PROBLEM DETAILS:
Look through the records below, and whenever a line contains "tree", copy it.

INPUT MATERIAL:
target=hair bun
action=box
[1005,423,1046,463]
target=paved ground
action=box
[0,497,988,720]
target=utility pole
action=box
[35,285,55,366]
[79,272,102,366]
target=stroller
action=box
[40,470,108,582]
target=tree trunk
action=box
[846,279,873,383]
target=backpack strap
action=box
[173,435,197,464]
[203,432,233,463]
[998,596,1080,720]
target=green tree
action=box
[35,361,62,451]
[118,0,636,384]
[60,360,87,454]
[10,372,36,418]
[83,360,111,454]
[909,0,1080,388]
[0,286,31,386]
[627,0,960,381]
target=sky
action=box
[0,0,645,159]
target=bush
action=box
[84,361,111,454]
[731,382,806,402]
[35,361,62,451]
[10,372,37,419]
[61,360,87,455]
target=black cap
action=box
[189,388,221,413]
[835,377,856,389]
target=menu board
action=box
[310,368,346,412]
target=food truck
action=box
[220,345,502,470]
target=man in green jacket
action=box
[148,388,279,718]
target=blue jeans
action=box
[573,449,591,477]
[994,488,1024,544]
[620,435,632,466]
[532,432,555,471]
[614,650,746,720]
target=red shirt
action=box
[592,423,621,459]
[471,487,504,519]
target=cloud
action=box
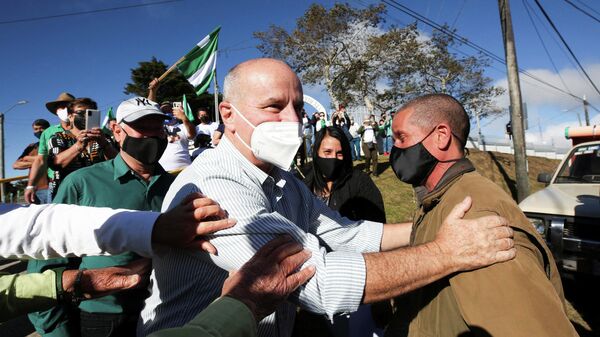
[493,63,600,109]
[476,63,600,149]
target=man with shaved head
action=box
[140,59,516,337]
[387,93,576,336]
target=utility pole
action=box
[498,0,530,202]
[0,100,28,202]
[475,110,484,151]
[583,95,590,126]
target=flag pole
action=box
[213,70,220,124]
[158,55,186,82]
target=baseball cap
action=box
[116,97,169,124]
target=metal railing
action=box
[0,175,28,203]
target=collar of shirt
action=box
[417,158,475,210]
[218,135,287,192]
[112,153,167,187]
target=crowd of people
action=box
[298,107,393,177]
[0,57,578,337]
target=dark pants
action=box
[376,136,385,155]
[80,311,138,337]
[361,142,378,176]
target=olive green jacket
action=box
[395,159,578,337]
[149,296,256,337]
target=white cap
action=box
[116,97,169,124]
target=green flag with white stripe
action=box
[177,26,220,95]
[182,94,194,122]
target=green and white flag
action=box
[182,94,194,122]
[101,107,114,133]
[177,26,220,95]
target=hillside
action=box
[359,149,561,223]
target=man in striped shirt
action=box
[139,58,516,337]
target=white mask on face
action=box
[231,104,302,171]
[56,108,69,122]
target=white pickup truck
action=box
[519,125,600,276]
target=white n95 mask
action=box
[231,104,302,171]
[56,107,69,122]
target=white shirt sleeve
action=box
[0,203,159,259]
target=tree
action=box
[396,27,505,119]
[254,3,390,111]
[254,4,503,120]
[124,57,218,119]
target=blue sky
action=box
[2,0,599,179]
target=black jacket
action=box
[305,168,386,223]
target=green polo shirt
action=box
[53,154,175,314]
[38,124,65,179]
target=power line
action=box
[574,0,600,18]
[382,0,600,111]
[522,0,573,95]
[0,0,182,25]
[563,0,600,24]
[532,0,600,97]
[526,0,589,84]
[450,0,467,29]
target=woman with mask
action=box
[297,127,387,337]
[304,126,385,223]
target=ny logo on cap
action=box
[135,98,152,106]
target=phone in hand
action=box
[172,102,182,109]
[85,109,101,130]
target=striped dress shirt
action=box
[139,136,383,337]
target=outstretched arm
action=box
[363,197,515,303]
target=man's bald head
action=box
[399,93,470,147]
[223,58,300,103]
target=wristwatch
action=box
[71,268,87,306]
[54,267,67,303]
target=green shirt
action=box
[38,124,65,179]
[53,154,175,314]
[148,297,256,337]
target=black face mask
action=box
[200,116,210,124]
[34,131,43,139]
[390,129,461,186]
[121,129,168,165]
[73,113,86,130]
[315,156,345,181]
[390,142,438,186]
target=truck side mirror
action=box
[537,173,552,184]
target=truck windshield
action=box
[555,144,600,183]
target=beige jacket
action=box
[391,159,578,337]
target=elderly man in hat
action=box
[25,92,75,204]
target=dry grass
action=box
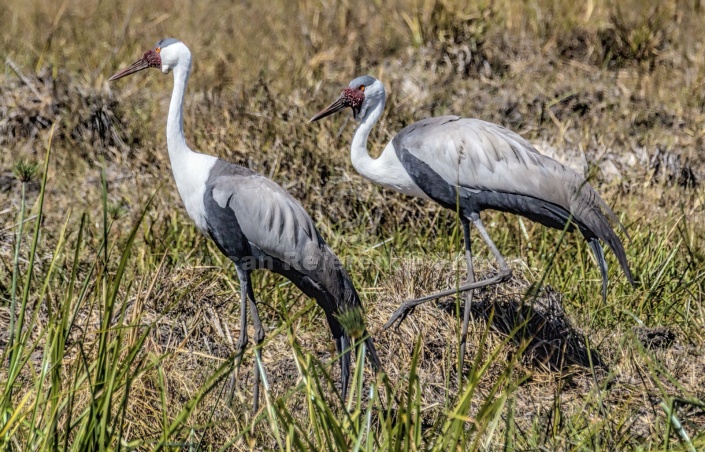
[1,0,705,449]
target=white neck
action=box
[350,98,385,178]
[167,62,193,162]
[164,55,217,233]
[349,95,430,200]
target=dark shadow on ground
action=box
[438,285,605,371]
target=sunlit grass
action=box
[1,0,704,449]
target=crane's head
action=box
[310,75,385,123]
[109,38,190,81]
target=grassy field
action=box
[1,0,704,449]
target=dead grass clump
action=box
[0,63,131,160]
[430,5,507,79]
[462,285,603,371]
[633,325,676,350]
[371,256,600,380]
[544,89,604,121]
[650,146,699,189]
[556,27,597,62]
[395,1,508,79]
[365,256,704,444]
[598,6,674,71]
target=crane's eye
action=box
[155,47,161,53]
[358,85,365,91]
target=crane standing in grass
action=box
[109,40,380,412]
[310,76,634,369]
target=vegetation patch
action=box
[0,0,704,449]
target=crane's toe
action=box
[235,333,249,355]
[253,326,265,344]
[382,304,415,331]
[498,267,513,282]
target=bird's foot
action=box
[498,267,513,283]
[253,326,265,346]
[382,304,416,331]
[235,334,249,359]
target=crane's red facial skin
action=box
[309,87,365,122]
[144,49,162,68]
[341,87,364,114]
[108,49,162,81]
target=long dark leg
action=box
[471,214,511,276]
[234,266,250,353]
[458,218,474,385]
[246,279,265,413]
[383,214,512,330]
[228,265,250,407]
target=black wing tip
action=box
[610,238,634,286]
[624,267,636,286]
[339,335,351,401]
[587,231,634,299]
[575,183,634,285]
[364,335,383,372]
[588,239,609,303]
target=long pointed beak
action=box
[109,58,150,81]
[309,95,348,122]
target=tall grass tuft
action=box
[211,312,537,451]
[0,129,235,449]
[1,0,705,448]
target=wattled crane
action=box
[310,75,633,371]
[110,40,381,412]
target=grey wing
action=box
[209,173,324,266]
[395,117,633,284]
[395,116,621,227]
[207,169,368,307]
[205,166,380,376]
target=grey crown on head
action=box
[155,38,180,49]
[349,75,377,88]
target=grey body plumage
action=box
[203,159,381,403]
[392,116,633,297]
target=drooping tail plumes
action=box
[334,274,383,405]
[364,332,382,371]
[571,182,634,299]
[333,300,383,373]
[281,244,383,402]
[588,238,609,301]
[330,259,383,371]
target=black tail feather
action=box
[337,335,351,402]
[602,229,634,287]
[569,180,634,287]
[579,208,634,288]
[364,332,382,372]
[269,253,382,402]
[588,238,609,302]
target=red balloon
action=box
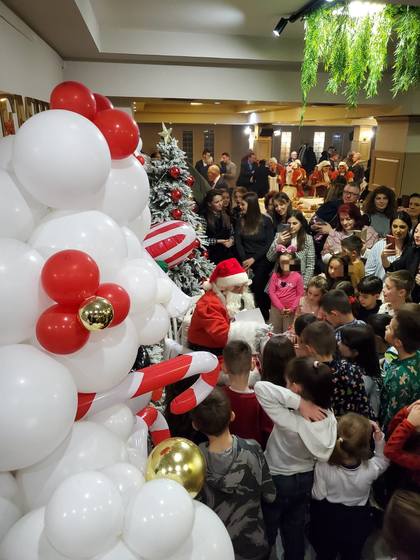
[36,304,90,355]
[96,283,130,326]
[41,250,100,305]
[171,208,183,219]
[93,109,139,160]
[93,93,114,112]
[50,81,96,120]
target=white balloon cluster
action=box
[0,107,233,559]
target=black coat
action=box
[236,161,258,188]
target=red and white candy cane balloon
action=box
[137,407,170,445]
[76,352,219,420]
[143,220,197,268]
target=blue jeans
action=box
[263,471,314,560]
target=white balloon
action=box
[122,226,143,259]
[116,259,157,314]
[53,318,138,393]
[44,471,124,559]
[0,135,14,171]
[136,304,170,345]
[96,156,150,225]
[128,206,151,241]
[126,417,149,474]
[0,507,44,560]
[11,172,50,225]
[167,501,235,560]
[0,239,46,345]
[94,540,138,560]
[0,170,34,240]
[0,344,77,472]
[30,210,127,281]
[136,137,143,153]
[0,497,21,543]
[101,463,145,506]
[155,277,173,305]
[0,473,19,502]
[123,479,194,559]
[89,404,134,441]
[13,109,111,209]
[16,421,127,512]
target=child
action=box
[335,279,360,317]
[310,413,389,560]
[357,275,383,321]
[191,388,276,560]
[296,274,328,317]
[293,312,318,356]
[222,340,271,447]
[381,303,420,431]
[341,234,365,289]
[300,321,374,419]
[325,254,351,290]
[255,357,337,559]
[260,334,295,387]
[268,246,304,333]
[379,270,414,316]
[366,313,392,359]
[383,490,420,560]
[320,288,365,342]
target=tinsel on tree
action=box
[148,123,214,296]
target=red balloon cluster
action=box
[36,250,130,355]
[50,81,140,160]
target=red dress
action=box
[385,407,420,488]
[188,290,230,351]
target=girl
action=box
[310,413,389,560]
[267,210,315,287]
[255,357,337,560]
[325,254,351,290]
[231,186,247,228]
[263,190,278,220]
[201,189,234,264]
[296,275,328,317]
[235,191,275,318]
[379,270,414,316]
[268,246,304,333]
[339,324,382,418]
[260,334,296,387]
[363,185,397,238]
[272,191,292,229]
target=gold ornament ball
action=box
[78,296,114,331]
[146,437,206,498]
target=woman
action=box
[331,161,354,183]
[235,192,275,318]
[231,186,248,228]
[309,160,334,196]
[267,210,315,287]
[263,190,278,220]
[272,192,292,229]
[268,157,285,191]
[321,202,378,263]
[284,160,306,197]
[365,212,412,280]
[202,190,234,264]
[363,185,397,238]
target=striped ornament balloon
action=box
[143,220,197,268]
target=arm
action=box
[266,238,278,262]
[302,235,315,287]
[258,448,277,503]
[364,226,379,250]
[291,274,305,312]
[365,241,382,277]
[234,225,246,262]
[254,381,301,430]
[312,461,329,500]
[190,301,230,347]
[384,419,420,471]
[367,434,390,481]
[268,274,285,310]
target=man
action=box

RESULT FOR THIS EXERCISE:
target=tree trunk
target=green tree
target=tree
target=tinsel on tree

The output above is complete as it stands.